[Prompt] Scan the listing below for the word "yellow" and copy every line where it occurs.

[Input data]
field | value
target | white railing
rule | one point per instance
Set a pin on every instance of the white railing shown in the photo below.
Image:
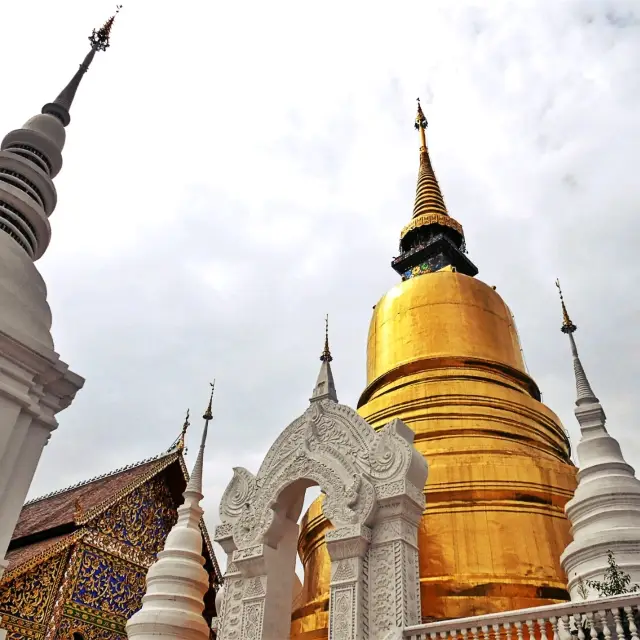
(604, 619)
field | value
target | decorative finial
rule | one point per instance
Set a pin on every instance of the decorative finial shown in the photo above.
(208, 414)
(567, 325)
(326, 353)
(99, 39)
(181, 439)
(77, 509)
(421, 125)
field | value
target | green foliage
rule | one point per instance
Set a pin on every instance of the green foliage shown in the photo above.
(616, 581)
(583, 589)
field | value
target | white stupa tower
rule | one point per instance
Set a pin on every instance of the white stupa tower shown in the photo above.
(177, 583)
(35, 383)
(605, 510)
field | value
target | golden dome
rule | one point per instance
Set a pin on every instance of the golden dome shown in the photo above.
(444, 315)
(444, 356)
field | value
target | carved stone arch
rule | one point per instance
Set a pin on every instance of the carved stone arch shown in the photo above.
(373, 482)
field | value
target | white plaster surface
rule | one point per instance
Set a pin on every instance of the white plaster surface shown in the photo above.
(373, 484)
(177, 582)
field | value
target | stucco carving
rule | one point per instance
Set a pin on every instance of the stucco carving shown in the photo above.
(372, 483)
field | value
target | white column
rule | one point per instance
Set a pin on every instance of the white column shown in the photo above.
(348, 548)
(394, 576)
(12, 500)
(34, 386)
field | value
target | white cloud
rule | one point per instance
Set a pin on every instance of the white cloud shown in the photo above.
(235, 170)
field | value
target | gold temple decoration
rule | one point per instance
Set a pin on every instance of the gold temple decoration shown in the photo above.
(567, 325)
(326, 353)
(444, 356)
(208, 414)
(429, 207)
(77, 510)
(181, 438)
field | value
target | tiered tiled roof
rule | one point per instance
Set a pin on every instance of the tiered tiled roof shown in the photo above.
(54, 521)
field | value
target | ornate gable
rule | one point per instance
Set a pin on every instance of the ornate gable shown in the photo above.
(141, 519)
(26, 601)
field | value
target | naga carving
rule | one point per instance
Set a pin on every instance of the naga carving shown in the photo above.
(372, 483)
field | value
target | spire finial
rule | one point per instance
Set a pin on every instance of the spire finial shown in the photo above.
(567, 325)
(99, 40)
(326, 353)
(208, 414)
(421, 125)
(194, 486)
(183, 433)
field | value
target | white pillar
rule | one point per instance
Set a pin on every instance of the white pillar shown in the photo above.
(348, 548)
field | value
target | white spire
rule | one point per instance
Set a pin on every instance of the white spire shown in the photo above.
(177, 583)
(605, 509)
(30, 157)
(325, 388)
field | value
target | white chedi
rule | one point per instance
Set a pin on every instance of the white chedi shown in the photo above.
(177, 582)
(605, 509)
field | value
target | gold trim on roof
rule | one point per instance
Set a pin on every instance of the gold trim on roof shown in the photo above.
(432, 218)
(42, 556)
(101, 507)
(205, 532)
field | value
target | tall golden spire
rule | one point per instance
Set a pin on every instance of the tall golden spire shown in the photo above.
(567, 325)
(183, 433)
(208, 414)
(428, 195)
(432, 240)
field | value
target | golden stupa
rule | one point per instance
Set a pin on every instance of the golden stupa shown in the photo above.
(444, 356)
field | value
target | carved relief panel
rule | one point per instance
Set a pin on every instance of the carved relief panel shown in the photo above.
(27, 601)
(371, 482)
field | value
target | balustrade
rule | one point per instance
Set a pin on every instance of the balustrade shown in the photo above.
(615, 618)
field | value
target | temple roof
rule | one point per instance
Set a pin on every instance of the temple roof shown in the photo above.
(50, 523)
(60, 507)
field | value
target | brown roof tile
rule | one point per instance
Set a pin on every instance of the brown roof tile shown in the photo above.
(58, 509)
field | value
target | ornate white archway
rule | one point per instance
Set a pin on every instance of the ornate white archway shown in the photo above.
(373, 483)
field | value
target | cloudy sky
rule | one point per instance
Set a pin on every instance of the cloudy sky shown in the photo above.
(236, 170)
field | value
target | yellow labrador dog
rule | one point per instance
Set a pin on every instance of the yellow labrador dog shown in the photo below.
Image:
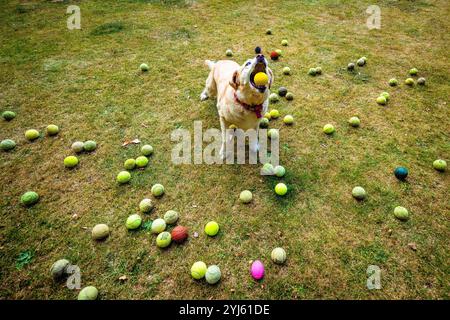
(240, 102)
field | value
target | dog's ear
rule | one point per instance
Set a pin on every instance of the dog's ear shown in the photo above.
(235, 80)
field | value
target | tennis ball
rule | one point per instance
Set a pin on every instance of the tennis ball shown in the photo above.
(147, 150)
(7, 144)
(274, 114)
(129, 164)
(163, 239)
(245, 196)
(281, 189)
(157, 190)
(328, 128)
(123, 177)
(133, 222)
(261, 79)
(88, 293)
(90, 145)
(52, 129)
(77, 146)
(29, 198)
(70, 161)
(146, 205)
(401, 213)
(213, 274)
(198, 270)
(158, 225)
(279, 171)
(354, 121)
(141, 161)
(171, 216)
(359, 193)
(440, 165)
(278, 255)
(8, 115)
(31, 134)
(211, 228)
(100, 231)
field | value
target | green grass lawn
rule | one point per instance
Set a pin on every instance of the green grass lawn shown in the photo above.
(88, 83)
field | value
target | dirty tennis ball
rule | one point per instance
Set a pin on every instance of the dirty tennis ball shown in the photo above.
(213, 274)
(401, 213)
(133, 222)
(246, 196)
(141, 161)
(88, 293)
(281, 189)
(440, 165)
(8, 115)
(171, 216)
(198, 270)
(90, 145)
(278, 255)
(157, 190)
(29, 198)
(100, 231)
(211, 228)
(359, 193)
(31, 134)
(123, 177)
(70, 161)
(52, 130)
(7, 144)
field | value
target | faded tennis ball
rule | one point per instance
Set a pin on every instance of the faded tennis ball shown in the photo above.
(31, 134)
(123, 177)
(70, 161)
(198, 270)
(278, 255)
(100, 231)
(133, 222)
(7, 144)
(158, 225)
(52, 130)
(88, 293)
(29, 198)
(157, 190)
(213, 274)
(171, 216)
(246, 196)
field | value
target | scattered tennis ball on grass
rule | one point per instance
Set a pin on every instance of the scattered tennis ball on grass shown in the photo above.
(213, 274)
(198, 270)
(29, 198)
(70, 161)
(211, 228)
(123, 177)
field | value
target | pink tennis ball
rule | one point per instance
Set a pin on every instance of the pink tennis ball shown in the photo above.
(257, 270)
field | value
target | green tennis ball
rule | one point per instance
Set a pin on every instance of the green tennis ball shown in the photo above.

[Problem solution]
target | yellow labrador dog
Set a pin on every instance of the yellow labrador dog shown in the photo below.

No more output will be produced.